32 813 Kabinetsaanpak Klimaatbeleid

Nr. 317 BRIEF VAN DE MINISTER VAN ECONOMISCHE ZAKEN EN KLIMAAT

Aan de Voorzitter van de Tweede Kamer der Staten-Generaal

Den Haag, 4 april 2019

In de Regeling van Werkzaamheden op 2 april jl. heeft het lid Klaver verzocht om een brief over het bericht dat het kabinet alleen een CO2-heffing wil invoeren over de marge van de uitstoot (Handelingen II 2018/19, nr. 69, Regeling van Werkzaamheden). Hierbij voldoe ik aan dit verzoek.

Het kabinet heeft uw Kamer op 13 maart jl. per brief (Kamerstuk 32 813, nr. 307) een eerste reactie gegeven op de doorrekening van het ontwerp-Klimaatakkoord. In deze brief kondigt het kabinet aan dat het zal komen met een verstandige en objectieve CO2-heffing.

-------

▸ **Opdracht**
Zet de brief over de CO2-heffing voort, te beginnen na de laatste zin die hierboven staat.

▸ **Brongegevens**
-------

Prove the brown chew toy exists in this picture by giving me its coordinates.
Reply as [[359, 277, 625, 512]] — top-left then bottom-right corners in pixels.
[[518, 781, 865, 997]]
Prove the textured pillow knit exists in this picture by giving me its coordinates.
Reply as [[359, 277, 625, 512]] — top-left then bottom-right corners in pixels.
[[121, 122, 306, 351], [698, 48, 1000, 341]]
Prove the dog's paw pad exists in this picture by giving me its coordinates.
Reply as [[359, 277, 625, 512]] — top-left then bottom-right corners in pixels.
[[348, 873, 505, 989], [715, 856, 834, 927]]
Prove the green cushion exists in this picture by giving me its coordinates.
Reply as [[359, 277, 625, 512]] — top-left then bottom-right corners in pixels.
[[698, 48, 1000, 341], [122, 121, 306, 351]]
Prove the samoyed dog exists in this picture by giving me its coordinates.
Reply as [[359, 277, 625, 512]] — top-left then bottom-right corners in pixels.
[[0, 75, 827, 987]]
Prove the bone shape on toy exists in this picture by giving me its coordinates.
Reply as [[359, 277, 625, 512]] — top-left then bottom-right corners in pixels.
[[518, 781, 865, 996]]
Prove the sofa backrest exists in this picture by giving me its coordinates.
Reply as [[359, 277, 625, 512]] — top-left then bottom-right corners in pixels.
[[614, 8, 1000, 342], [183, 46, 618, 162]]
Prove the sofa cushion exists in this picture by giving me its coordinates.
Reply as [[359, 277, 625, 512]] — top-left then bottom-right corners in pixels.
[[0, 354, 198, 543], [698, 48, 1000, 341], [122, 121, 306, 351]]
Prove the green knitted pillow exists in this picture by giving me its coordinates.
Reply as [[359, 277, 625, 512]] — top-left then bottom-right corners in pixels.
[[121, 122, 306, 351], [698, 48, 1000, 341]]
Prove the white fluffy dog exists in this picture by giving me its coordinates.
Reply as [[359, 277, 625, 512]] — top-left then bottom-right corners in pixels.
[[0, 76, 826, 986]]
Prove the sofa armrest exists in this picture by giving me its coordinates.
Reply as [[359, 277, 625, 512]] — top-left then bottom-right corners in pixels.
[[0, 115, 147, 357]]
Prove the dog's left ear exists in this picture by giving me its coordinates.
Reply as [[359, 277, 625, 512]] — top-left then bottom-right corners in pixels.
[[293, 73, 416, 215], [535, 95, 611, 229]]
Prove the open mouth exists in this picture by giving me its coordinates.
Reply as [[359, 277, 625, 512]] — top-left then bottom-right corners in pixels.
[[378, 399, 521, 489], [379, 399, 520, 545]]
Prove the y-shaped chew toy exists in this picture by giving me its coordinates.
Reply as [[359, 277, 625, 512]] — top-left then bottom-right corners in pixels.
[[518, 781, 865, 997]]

-------

▸ **Antwoord**
Voor het kabinet zijn bij de vormgeving van de heffing twee randvoorwaarden leidend. De heffing moet eraan bijdragen dat de industrie de opgave van 14,3 Mton CO2-reductie in 2030 realiseert. Tegelijkertijd mag de heffing er niet toe leiden dat bedrijven naar het buitenland vertrekken. Binnen deze twee randvoorwaarden liggen alle opties open. Het kabinet werkt aan een voorstel. Hierover vinden verkennende gesprekken plaats met verschillende betrokken organisaties en NGO’s. Bij de uitwerking van het voorstel worden ETS benchmarks betrokken en de opbrengst van de CO2-heffing zal worden gebruikt om de industrie te vergroenen.

Voordat er een definitief besluit genomen wordt, wacht het kabinet vanzelfsprekend ook de doorrekening van het PBL af van de voorstellen van GroenLinks en de PvdA. Deze komen medio april.

Wanneer het kabinet een besluit heeft genomen over de invulling van de CO2-heffing, zal het kabinet uw Kamer daarover informeren.